-------- Exercise passage
Refute of happiness: How our obsession with positivity is making us miserable — and insufferable

Posted on October 16, 2015 in Health Debates

NationalPost.com – Life
October 16, 2015.   Sharon Kirkey

Toronto-born, Upper Canada College- and Harvard-educated psychiatrist Dr. Michael Bennett often found himself growing increasingly weary of the nattering — the self-obsessing by his patients, their over-belief in a cure for their problems/feelings/anxieties/behaviour if they only worked harder.

“At some point, I would say, ‘to hell with your feelings,’ ” Bennett says over the phone from his office outside Boston, Mass.

“The abruptness of hearing a psychiatrist who is supposed to be a patient listener, who is supposed to say, ‘Please, tell me more about that,’ and, ‘Oh, that must have been awful,’ instead saying, ‘So, what are you going to do about it?’ … It really got the conversation jumpstarted.”

Bennett is co-author, along with his comedy writer daughter Sarah Bennett, of F*ck Feelings: One Shrink’s Practical Advice for Managing All Life’s Impossible Problems, a profanity-laced takedown of the happiness-oriented self-help movement, its moralizing “one-name healers” (Oprah, Phil and Laura) and books that promise to make us brighter, shinier and happier.

According to the father-daughter duo, the joys of self-betterment are vastly overrated. Negative feelings, they argue, are seeded in our evolution, an adaptive response to warn us of danger and keep us “attached to our tribe.” Instead of trying to be more blissed out, less wrought or angry, they argue, we should assume that we’re going to have negative feelings and develop ways to behave like decent human beings despite them.

Bennett, who frequently swears — in good humour — with his patients, says profanity does away with any notion of “superficial empathy.” It jars people out of their relentless self-examination and self-criticism, helps them accept what they can’t change (about their personality, spouse, kid, feelings or “f–khead boss”) and focus instead on how to deal with their problems.

The Bennetts say they aren’t against happiness — who could be? But their book is part of a rising pushback against the relatively recent psychological model of “positive psychology” and the notion that a perpetually upbeat outlook is entirely possible once we rid our “thought patterns” of all things negative and ugly.

The darker truth, they argue, is that the more we pursue happiness, paradoxically, the unhappier we become. The higher we set up the expectation, the more we beat ourselves up if when we fail to achieve it.
----------------
-------- Supplied information
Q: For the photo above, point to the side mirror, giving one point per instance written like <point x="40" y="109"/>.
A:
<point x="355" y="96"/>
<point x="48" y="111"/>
----------------
* _Exercises_:
- A) Please write out the passage from the article on happiness, starting at the words "Bennett, who frequently" and ending after the words "negative and ugly.".
- B) Extend the article on happiness with new text that follows on from its final sentence.

* _Results by task_:
- A)
Bennett, who frequently swears — in good humour — with his patients, says profanity does away with any notion of “superficial empathy.” It jars people out of their relentless self-examination and self-criticism, helps them accept what they can’t change (about their personality, spouse, kid, feelings or “f–khead boss”) and focus instead on how to deal with their problems.

The Bennetts say they aren’t against happiness — who could be? But their book is part of a rising pushback against the relatively recent psychological model of “positive psychology” and the notion that a perpetually upbeat outlook is entirely possible once we rid our “thought patterns” of all things negative and ugly.

- B)
Or as University College London professor of psychology Adrian Furnham put it in an article last year in Psychology Today, “(Happiness) is like soap in the bath. The more you try to grab it, the more cloudy the water: the more difficult it is to find.”

Still, we’re being urged to embrace happiness everywhere we turn. In-store and online book aisles brim with titles offering a guide to the cosmos of contentment, from The Happiness Hypothesis, Raising Happiness, and Hardwiring Happiness, to Gretchen Rubin’s two instalments, The Happiness Project and Happier at Home. Pharrell Williams’ ebullient pop song “Happy” (“Clap along if you feel like happiness is the truth”) was Billboard’s No. 1 song last year. Diet and exercise books suggest that the only way to be really, truly happy is to “build your best-ever body!” while headlines trumpet studies claiming “positivity” and optimism over pessimism leads to healthier, and longer, lifespans.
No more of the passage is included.